Short problem A: According to the article on IP vendors, which four companies are the top providers whose IP cores have been offered mainly in synthesized form?
Short problem B: From the article on IP vendors, copy the stretch from "Implementation challenges are" through "teams expect more." word for word.

Source:
>> START

Implementation challenges are driving big changes in how IP vendors are approaching customers.
By Ann Steffora Mutschler
As the semiconductor industry moves from older manufacturing nodes to newer ones what users want from IP providers is changing. So is the way IP providers are answering those needs.
Mirroring the broader semiconductor industry’s recognition that it’s simply too expensive, too difficult and too time consuming to do everything alone—the very basis of the IP sector’s existence—the race is now on to glue together large ecosystems that can fill in the cracks. What an IP vendor cannot provide, their partners usually can.
This is a huge shift for the IP industry. A decade ago, cores were delivered in a hardened fashion. But at current process nodes, as performance levels combined with design complexity and requirements for power management go up, design teams expect more.
The chip industry also has moved away from hard IP cores to synthesized cores, and for the last three or four semiconductor manufacturing nodes IP cores from the top providers in this space—ARM, MIPS, Synopsys and Virage Logic—have been offered primarily in a synthesized fashion, thereby putting the burden back on the designer to implement the core.
These issues make it increasingly challenging for a semiconductor company or OEM to remain competitive, so anything the IP vendor can do to make it easier to deliver a good result is highly valued. As Dr. John Heinlein, VP of marketing for the physical IP division at ARM put it, “We offer a complete solution to customers so they don’t have to stumble around in the dark trying to get an optimized implementation.”
Every major IP vendor has a similar approach. Economic conditions, time-to-market constraints caused by frequent product revs and shrinking product windows have made integration a key factor in the success of an IP implementation.
Kevin Kitagawa, director of strategic marketing for MIPS Technologies, affirmed that customers do indeed need solutions and, depending on the market segment, they ask for different things. “In a lot of cases, it is a time to market thing,” he said. “What they are trying to do is get from licensed IP to tape out as quickly as possible. It used to be that they would take the time and evaluate things and the value-add that the SoC designer did was really in that ‘secret sauce’ in tying all that IP together. That’s how they differentiated themselves from their competitors. They are still doing that, but it’s mainly by choice of IP.”

>> END

Data section:
>> START

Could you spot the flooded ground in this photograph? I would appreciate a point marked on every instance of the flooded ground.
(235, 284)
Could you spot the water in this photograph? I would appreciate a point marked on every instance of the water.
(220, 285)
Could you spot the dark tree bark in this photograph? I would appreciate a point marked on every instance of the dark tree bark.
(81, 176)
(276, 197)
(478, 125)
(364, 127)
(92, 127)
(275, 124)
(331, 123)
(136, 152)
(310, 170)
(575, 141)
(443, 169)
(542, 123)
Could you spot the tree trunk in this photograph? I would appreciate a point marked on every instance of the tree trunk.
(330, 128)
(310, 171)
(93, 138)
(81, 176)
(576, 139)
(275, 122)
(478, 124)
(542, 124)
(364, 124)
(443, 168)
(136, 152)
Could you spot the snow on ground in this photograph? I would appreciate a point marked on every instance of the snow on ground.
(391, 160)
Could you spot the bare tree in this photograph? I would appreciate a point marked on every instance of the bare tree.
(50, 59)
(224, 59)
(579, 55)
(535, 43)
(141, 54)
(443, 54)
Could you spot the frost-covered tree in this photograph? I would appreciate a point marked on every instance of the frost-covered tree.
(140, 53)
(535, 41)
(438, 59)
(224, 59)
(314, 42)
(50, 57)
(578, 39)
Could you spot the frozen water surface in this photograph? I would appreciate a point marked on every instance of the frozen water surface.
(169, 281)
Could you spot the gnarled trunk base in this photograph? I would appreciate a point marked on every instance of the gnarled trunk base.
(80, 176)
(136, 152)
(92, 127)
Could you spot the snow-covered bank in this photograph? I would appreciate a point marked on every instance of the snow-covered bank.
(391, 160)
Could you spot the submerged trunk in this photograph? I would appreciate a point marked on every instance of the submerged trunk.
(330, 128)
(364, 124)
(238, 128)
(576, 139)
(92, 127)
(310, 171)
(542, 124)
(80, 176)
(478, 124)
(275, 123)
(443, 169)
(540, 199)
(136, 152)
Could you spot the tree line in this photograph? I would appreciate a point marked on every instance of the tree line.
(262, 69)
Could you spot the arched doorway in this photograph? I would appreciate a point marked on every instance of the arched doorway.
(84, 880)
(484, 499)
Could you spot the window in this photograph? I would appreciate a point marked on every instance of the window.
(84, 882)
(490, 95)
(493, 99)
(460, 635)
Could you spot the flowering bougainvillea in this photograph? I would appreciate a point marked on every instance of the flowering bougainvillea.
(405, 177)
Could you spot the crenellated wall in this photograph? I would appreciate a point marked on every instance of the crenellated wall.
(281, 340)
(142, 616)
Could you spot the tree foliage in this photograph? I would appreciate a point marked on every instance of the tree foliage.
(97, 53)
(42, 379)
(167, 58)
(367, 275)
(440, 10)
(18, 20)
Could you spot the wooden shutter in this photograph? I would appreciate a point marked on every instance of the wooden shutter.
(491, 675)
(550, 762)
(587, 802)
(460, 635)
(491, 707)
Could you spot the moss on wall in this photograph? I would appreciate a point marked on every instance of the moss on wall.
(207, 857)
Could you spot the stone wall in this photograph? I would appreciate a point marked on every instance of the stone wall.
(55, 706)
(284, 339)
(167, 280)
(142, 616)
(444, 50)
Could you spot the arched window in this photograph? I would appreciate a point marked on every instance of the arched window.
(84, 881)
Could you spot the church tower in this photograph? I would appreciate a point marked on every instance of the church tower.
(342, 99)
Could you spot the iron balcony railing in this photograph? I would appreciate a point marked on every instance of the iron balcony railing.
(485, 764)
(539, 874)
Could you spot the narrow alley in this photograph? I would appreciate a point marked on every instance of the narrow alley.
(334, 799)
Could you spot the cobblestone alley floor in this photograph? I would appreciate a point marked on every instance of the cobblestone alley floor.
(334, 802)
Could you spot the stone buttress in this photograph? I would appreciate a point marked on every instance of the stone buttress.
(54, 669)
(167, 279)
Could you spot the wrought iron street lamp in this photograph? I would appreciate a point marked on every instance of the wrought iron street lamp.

>> END

Correct result A: ARM, MIPS, Synopsys and Virage Logic.

Correct result B:
Implementation challenges are driving big changes in how IP vendors are approaching customers.
By Ann Steffora Mutschler
As the semiconductor industry moves from older manufacturing nodes to newer ones what users want from IP providers is changing. So is the way IP providers are answering those needs.
Mirroring the broader semiconductor industry’s recognition that it’s simply too expensive, too difficult and too time consuming to do everything alone—the very basis of the IP sector’s existence—the race is now on to glue together large ecosystems that can fill in the cracks. What an IP vendor cannot provide, their partners usually can.
This is a huge shift for the IP industry. A decade ago, cores were delivered in a hardened fashion. But at current process nodes, as performance levels combined with design complexity and requirements for power management go up, design teams expect more.